═════ Passage provided ═════

Bostwick is not counsel for Defendant or an agent of either Defendant or his counsel.
Likewise, Plaintiff has demonstrated that the disclosure to Bostwick neither furthered the
purposes of the work-product doctrine or was made in a manner to assist either Defendant
5
or his counsel in representation. Consequently the Court finds that Plaintiff has met his
burden of establishing waiver of work-product doctrine for the challenged documents.
3. Joint Defense
In the absence of either attorney-client privilege or work-product doctrine protection,
Defendant is without grounds to recover the documents from Plaintiff. Defendant attempts
to avoid this result by arguing that he and Mr. Bostwick share a common interest or have a
common defense goal and therefore Mr. Bostwick was not a third party, but rather a part of
the defense team. According to Defendant, the Board of ESI had determined that a lawsuit
was not in the best interest of ESI and therefore declined to pursue it. The fact that Mr.

═════

> **Exercise directions**: Could you repeat the court ruling word for word, starting at "Likewise, Plaintiff has" and ending at "the challenged documents."? The material after this point has nothing to do with the work here.

═════ Supplied records ═════

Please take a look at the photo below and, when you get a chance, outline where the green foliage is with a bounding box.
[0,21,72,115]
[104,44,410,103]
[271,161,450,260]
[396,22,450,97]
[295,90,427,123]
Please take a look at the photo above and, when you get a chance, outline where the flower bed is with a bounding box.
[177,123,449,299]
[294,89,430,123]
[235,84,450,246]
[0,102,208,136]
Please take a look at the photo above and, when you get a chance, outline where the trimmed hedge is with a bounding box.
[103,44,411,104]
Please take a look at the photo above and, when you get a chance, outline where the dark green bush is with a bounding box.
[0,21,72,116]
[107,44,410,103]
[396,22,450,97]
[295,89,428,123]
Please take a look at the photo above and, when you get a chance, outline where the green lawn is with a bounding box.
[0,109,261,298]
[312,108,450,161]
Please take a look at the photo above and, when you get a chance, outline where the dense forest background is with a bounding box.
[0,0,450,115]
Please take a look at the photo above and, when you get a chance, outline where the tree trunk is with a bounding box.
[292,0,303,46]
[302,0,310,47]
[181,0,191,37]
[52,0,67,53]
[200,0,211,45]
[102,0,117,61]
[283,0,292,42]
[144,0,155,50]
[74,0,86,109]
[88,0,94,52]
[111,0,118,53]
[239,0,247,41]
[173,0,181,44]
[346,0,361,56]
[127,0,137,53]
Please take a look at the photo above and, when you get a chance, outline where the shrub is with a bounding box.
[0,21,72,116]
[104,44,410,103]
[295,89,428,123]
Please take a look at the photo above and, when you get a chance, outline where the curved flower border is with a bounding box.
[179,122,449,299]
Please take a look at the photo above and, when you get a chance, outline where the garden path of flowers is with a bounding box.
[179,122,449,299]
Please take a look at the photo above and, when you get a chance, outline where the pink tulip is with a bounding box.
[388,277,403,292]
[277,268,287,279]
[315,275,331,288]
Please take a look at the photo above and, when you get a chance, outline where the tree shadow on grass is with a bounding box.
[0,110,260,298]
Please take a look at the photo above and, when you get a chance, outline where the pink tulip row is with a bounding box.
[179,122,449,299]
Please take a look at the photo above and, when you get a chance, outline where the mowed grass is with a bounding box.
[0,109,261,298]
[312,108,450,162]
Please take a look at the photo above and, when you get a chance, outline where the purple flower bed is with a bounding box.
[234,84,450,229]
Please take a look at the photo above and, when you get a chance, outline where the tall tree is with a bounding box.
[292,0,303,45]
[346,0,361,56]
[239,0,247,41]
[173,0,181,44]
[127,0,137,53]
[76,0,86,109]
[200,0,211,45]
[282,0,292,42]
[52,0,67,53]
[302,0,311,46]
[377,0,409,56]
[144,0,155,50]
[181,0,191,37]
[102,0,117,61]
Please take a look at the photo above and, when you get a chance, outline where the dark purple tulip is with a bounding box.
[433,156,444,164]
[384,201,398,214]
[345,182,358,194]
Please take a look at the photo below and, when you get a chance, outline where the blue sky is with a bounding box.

═════

> **Reply to the task**:
Likewise, Plaintiff has demonstrated that the disclosure to Bostwick neither furthered the
purposes of the work-product doctrine or was made in a manner to assist either Defendant
5
or his counsel in representation. Consequently the Court finds that Plaintiff has met his
burden of establishing waiver of work-product doctrine for the challenged documents.